#### PROMPT
Reproduce the listing below with every occurrence of "thickest part" swapped for "widest part" and nothing else altered. Leave the pictures out.

#### MATERIAL PROVIDED
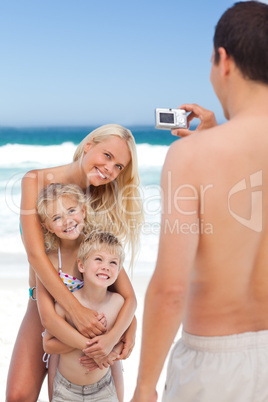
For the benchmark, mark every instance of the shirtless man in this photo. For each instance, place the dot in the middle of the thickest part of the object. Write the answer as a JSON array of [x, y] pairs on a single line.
[[211, 271]]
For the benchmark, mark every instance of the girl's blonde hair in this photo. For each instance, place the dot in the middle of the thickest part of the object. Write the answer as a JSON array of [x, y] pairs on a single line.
[[52, 193], [97, 241], [117, 205]]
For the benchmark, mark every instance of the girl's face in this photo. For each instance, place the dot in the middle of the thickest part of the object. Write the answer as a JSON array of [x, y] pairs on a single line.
[[65, 218], [103, 162], [100, 268]]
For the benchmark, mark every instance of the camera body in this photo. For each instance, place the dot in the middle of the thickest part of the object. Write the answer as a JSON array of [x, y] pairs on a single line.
[[167, 119]]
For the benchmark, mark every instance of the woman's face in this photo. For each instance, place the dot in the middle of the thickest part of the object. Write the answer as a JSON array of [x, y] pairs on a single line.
[[103, 162]]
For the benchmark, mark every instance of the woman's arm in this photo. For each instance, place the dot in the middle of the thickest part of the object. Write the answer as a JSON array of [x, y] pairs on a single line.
[[85, 320], [54, 323], [102, 345]]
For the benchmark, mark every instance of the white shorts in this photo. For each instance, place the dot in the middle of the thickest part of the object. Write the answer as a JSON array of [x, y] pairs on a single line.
[[231, 368]]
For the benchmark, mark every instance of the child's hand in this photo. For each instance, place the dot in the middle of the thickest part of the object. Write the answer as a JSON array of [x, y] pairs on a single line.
[[99, 347], [128, 340], [88, 363]]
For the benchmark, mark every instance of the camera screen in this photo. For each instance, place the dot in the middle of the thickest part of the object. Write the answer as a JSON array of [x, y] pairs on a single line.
[[166, 118]]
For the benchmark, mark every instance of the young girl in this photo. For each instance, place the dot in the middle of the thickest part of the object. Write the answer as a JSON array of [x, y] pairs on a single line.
[[65, 217], [105, 167]]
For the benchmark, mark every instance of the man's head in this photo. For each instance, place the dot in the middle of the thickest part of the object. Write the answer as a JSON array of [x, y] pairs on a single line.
[[243, 32]]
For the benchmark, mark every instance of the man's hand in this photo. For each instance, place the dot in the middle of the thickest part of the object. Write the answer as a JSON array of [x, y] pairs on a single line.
[[206, 117], [99, 346]]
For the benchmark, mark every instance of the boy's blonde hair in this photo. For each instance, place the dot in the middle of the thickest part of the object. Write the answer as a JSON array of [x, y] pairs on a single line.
[[97, 241], [52, 193], [117, 205]]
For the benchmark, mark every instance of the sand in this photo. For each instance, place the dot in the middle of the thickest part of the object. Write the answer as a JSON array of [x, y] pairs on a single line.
[[14, 298]]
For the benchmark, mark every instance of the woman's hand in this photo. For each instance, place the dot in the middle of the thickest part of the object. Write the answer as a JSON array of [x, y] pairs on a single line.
[[88, 322], [128, 340], [206, 117], [88, 363]]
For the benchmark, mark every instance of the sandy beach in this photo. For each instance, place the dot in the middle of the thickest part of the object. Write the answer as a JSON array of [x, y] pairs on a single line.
[[14, 297]]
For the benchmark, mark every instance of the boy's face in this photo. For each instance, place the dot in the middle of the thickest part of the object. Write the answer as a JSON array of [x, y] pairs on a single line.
[[65, 218], [100, 268], [103, 162]]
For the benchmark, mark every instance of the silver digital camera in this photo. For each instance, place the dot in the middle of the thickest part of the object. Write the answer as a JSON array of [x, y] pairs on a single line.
[[167, 119]]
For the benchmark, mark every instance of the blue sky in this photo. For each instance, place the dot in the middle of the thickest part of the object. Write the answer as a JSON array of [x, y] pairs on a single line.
[[83, 62]]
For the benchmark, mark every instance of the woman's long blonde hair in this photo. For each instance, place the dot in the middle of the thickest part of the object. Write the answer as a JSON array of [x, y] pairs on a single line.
[[117, 205]]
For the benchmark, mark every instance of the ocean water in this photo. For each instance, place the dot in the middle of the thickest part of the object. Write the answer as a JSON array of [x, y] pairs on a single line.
[[23, 149]]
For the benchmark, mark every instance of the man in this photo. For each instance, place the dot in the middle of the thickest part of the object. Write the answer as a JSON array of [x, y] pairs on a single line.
[[211, 271]]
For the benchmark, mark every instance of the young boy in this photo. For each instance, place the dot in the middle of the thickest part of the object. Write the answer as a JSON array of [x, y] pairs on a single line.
[[100, 258]]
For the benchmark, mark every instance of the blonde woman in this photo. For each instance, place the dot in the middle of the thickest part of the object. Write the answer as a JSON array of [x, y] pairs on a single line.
[[105, 168]]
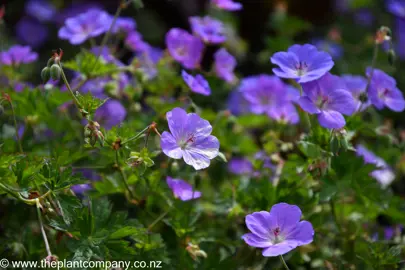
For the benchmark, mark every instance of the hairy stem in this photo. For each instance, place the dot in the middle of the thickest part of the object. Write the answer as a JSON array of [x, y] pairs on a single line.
[[284, 263], [48, 249]]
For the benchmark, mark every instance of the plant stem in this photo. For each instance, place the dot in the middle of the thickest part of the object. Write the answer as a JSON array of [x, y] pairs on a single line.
[[16, 127], [137, 136], [373, 62], [48, 249], [284, 263], [76, 101], [123, 175], [306, 115], [159, 218], [333, 209]]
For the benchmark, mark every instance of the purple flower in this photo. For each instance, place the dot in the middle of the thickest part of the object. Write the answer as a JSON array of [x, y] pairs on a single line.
[[197, 84], [210, 30], [182, 190], [364, 17], [357, 86], [42, 10], [334, 49], [148, 60], [328, 98], [383, 91], [400, 37], [266, 94], [240, 166], [278, 231], [285, 113], [31, 32], [396, 7], [85, 26], [189, 138], [225, 63], [135, 42], [227, 5], [302, 62], [110, 114], [384, 174], [184, 47], [17, 55]]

#### COMPLETED EXERCISE
For the benchmark, mark every instance of the shirtless man in this photo. For each instance, place the dot in the middle of the widest part of the object. Write the answer as a JSON array of [x, y] pairs on a single line.
[[211, 271]]
For the benchmark, mark every instance of the girl's blonde hair in this photo. For each instance, place the dot in the middle of the widest part of the object. Write the answer as a JSON array of [x, y] pairs on a single line.
[[52, 193], [97, 241], [117, 205]]
For the benchmark, mark every instance of the girl's face in this photo. For each instance, place the dot in the middle of the widest part of the object. Write the answer as a JSON array of [x, y] pairs on a single line.
[[65, 218], [103, 162], [100, 268]]
For the benchmark, mark every instance of the camera body in this photo. For each instance, place the dot in the middle of the widest part of the object. Write the answer as a JSON array of [x, y] pairs on a single line.
[[167, 119]]
For the benchmark, mark every instance of the woman's face in this photo. For each instance, place the dot in the middle of the widest part of the object. Write the answer as a JSON array of [x, y] pairs on a single line.
[[103, 162]]
For the benchmark, mark every instance of the woman's arm in this photo. For each instance, place the dot in the middle of the widest part of the object. Write the answer as a JSON array of [x, y] pairs on a single line.
[[85, 320], [54, 323], [102, 345]]
For the benchmark, mark every instance of the white shorts in this photo. For each instance, place the dot in the middle of the widest part of the object. Write the answer as a JSON array of [x, y] pairs on a single line.
[[231, 368]]
For the benchmark, mark every instance of the child's hand in this photo. For each instance, place the dot in the middle of the widest part of the object. Write the answer as a JSON array of [x, y] pairs on a single line.
[[99, 347], [128, 340], [88, 363]]
For the benchmark, mark every instance of the camera screen in this photo. For each instance, place the dot in the middle of the widest part of the object. Write the answer as a JSON array of [x, y] pairs on a single line.
[[166, 118]]
For the benchmark, mark every instance of the young girl in this photo. For each instance, place the dot in the middle of the widest part of the object. Write the answer as a JSON array of [x, y] pairs on a single line.
[[65, 217], [105, 167]]
For the benchmark, mark every instance of the man's head in this photo. For each instance, place the dot in the middle of the widest part of the object. Write the answer as a JSON array of [x, y] pairs on a single line.
[[243, 32]]
For the benchmark, mark every instance of the man's hand in this photo. For each instance, place the dot in the middle of the widest part of the object. Write the answer as a JSON array of [x, y] pairs on a single line.
[[206, 117], [99, 346]]
For the benchmark, mark every instance of the boy's blonde hair in this photo. For each instance, place the dot in the middle of the widest part of the object. Write the answer as a JSON array of [x, y] pairs on a single line.
[[97, 241], [52, 193], [117, 205]]
For the benchmark, mark every instance of the sand in this photo. For each instance, place the dot in the middle of the widest part of the object. Write the answer as a JSON array of [x, y] pairs on a single line.
[[14, 298]]
For the benchmark, mark every instance of the woman's hand in this photo. For each instance, place the dot in the middle of the widest part of the object. Write the answer as a JSON array of [x, y] pairs on a single line.
[[88, 322], [128, 340], [206, 117], [88, 363]]
For the benchmark, mark every instance of the sandy beach in this photo. For each instance, place the dot in the middle of the widest part of the object. Write the answer as a JSON array of [x, y] pairs on a single line.
[[14, 297]]
For the benchmark, mark every instance of the boy's face in this photo. For each instance, place the dot in the middle of the widest part of the object. Write the answer as a JSON array of [x, y] pairs on a single line.
[[65, 218], [100, 268], [103, 162]]
For the benchmark, mark every instance of the silver digital camera in this photo. For each instance, place the dot in the middle of the widest part of the object. Write the answer as a JSON array of [x, y] pairs on a single line.
[[167, 119]]
For the benchmark, mark every instance of the blue sky in this photo. For each instance, place the dot in the middle of the widest part of the object. Write the answer as a JSON array of [x, y] pairs on a single line.
[[83, 62]]
For the benchmark, mark every instance of the woman's long blonde hair in this photo. For each instance, place the dot in the middle of the widest part of the object. Write the answer as a JSON array of [x, y] pairs on a single line.
[[117, 205]]
For the benchmark, mark every instance of the ocean water in this photo. For each instance, place the dot in the middle of the widest part of the object. Write the answer as a JSON array of [x, y] pairs on a single line.
[[23, 149]]
For the benchmark, mark every instance of the man in this photo. For each instance, place the dot in the middle of the widest part of the object. Write the answer as a JSON array of [x, y] pairs on a single line.
[[211, 271]]
For the benchmark, mark every instance of the young boy in this photo. For each instance, place the dot in the middle of the widest part of the object. Write the answer as a JSON array of [x, y] pairs on a single line.
[[100, 258]]
For the benchmark, mark every instance of the blonde woman in this photo. For each instance, place the dot in the middle of the widest part of the object. Write the answer as a JSON array of [x, y] pairs on a single line.
[[105, 168]]
For the benchmark, mark every instance of the hairy stem in this photo. For each instance, place the dot in the middle of the widest part of the object. Write the answer as a JSON array of [x, y] pairs on a single line.
[[284, 263], [48, 249]]
For the benchmark, mark every instance of the plant stem in this photo. For each instance, place the dot in the middle of the widest part of the object. Write the answer as a JSON array of [x, y] pairs on a single line.
[[16, 127], [137, 136], [373, 62], [48, 249], [284, 263], [76, 101], [123, 175], [306, 115], [159, 218], [333, 209]]
For the benchmark, mark every instance of the purple flower in this photo. For each instance, place the dot in the middle of the widest part of the object. Write the answer as a JSON array of [x, y] pairs on a single line.
[[197, 84], [210, 30], [182, 190], [364, 17], [357, 86], [42, 10], [334, 49], [148, 60], [328, 98], [383, 91], [400, 37], [266, 94], [240, 166], [278, 231], [285, 113], [31, 32], [396, 7], [85, 26], [189, 138], [225, 63], [135, 42], [227, 5], [302, 62], [110, 114], [384, 174], [184, 47], [17, 55]]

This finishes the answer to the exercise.